>>>

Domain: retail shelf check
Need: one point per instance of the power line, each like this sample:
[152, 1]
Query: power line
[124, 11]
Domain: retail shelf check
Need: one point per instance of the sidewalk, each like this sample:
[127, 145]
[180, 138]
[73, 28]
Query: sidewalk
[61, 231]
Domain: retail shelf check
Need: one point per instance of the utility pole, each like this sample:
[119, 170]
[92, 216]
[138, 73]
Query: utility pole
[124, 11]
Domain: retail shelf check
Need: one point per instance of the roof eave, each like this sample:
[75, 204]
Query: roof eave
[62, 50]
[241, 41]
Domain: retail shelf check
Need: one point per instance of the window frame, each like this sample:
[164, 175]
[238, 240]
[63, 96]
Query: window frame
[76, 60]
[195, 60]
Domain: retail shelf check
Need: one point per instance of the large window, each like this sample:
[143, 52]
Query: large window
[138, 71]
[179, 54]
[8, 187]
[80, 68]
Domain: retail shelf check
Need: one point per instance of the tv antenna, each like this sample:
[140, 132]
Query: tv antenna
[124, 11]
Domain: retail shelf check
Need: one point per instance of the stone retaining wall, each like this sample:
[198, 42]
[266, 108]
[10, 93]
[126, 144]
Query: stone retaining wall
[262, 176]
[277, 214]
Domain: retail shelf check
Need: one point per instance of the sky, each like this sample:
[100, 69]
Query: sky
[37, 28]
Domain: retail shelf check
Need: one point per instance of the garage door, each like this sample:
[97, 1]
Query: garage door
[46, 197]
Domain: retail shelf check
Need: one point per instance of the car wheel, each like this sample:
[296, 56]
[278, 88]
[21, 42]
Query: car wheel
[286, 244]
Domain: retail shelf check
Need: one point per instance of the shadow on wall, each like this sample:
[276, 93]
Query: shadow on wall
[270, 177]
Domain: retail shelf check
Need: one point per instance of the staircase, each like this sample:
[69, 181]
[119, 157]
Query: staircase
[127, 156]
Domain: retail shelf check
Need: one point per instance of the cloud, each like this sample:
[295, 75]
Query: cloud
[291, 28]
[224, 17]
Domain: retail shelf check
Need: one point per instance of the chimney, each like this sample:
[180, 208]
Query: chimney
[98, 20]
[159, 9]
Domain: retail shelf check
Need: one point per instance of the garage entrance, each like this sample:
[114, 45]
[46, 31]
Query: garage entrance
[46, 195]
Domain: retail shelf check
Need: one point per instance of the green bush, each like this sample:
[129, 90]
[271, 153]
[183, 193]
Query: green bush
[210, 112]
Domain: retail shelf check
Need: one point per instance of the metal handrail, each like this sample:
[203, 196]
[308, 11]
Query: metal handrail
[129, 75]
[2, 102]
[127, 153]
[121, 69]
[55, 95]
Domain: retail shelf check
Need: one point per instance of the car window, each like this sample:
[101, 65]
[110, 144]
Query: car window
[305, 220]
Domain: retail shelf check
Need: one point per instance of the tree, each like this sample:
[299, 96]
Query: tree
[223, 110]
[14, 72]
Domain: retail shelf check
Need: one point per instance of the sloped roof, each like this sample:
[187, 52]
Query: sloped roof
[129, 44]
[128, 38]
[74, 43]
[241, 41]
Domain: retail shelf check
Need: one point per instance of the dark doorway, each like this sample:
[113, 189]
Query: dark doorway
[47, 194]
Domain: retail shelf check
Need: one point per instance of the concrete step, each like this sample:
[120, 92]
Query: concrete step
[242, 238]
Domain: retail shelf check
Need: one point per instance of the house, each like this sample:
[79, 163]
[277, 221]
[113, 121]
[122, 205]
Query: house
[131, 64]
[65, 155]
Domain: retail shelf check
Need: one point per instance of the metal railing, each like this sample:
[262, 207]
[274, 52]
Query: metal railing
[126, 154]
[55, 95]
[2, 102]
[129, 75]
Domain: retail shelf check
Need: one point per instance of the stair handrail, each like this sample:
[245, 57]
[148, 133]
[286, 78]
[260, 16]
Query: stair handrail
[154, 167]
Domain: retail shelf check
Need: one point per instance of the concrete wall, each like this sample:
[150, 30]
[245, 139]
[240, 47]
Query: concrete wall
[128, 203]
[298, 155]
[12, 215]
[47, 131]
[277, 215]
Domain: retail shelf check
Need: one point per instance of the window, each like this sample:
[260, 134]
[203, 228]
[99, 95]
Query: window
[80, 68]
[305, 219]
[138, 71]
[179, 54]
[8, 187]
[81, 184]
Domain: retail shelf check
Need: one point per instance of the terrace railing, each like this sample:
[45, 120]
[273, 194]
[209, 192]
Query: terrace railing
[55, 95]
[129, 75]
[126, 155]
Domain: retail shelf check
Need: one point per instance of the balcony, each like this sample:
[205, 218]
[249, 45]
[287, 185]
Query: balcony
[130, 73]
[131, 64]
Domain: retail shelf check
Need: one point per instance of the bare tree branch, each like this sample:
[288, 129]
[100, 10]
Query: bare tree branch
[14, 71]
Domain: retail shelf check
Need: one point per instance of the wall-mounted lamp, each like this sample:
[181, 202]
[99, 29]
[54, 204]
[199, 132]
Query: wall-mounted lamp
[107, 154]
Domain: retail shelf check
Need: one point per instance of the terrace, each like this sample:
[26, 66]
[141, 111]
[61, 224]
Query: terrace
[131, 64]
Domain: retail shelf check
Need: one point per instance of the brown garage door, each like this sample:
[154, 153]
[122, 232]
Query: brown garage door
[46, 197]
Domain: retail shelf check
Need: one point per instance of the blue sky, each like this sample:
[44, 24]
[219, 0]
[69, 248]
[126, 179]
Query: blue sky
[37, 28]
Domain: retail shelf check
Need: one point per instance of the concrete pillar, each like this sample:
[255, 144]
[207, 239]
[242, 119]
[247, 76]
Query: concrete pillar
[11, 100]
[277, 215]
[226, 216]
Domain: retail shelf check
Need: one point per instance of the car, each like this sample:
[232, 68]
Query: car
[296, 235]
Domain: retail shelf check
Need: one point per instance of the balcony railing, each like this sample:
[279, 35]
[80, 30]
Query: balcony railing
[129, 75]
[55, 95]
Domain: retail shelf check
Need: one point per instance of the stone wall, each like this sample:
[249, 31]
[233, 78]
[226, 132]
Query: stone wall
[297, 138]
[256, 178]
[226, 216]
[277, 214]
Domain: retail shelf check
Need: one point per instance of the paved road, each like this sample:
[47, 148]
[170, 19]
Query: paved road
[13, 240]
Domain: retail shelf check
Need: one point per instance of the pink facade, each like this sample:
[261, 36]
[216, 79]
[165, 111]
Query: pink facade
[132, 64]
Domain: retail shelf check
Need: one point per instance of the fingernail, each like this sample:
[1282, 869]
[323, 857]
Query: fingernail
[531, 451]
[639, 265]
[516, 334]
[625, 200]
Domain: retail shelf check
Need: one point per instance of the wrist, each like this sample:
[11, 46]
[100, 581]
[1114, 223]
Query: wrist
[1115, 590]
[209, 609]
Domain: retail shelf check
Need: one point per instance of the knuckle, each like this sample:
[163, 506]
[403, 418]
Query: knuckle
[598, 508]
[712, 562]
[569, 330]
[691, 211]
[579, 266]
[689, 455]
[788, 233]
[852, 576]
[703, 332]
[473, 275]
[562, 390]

<<<

Task instructions:
The answer is to be the lines from the one holding "[1114, 223]" through the end of the data above, transcribed character for character, both ends included.

Reply:
[1114, 223]
Query: wrist
[1115, 590]
[209, 609]
Domain: retail shelf check
Need: one point per instance of the knuckle, each like this sample:
[163, 506]
[403, 418]
Query: knuckle
[598, 508]
[712, 562]
[569, 330]
[691, 211]
[579, 266]
[689, 455]
[788, 233]
[852, 576]
[703, 332]
[473, 275]
[562, 390]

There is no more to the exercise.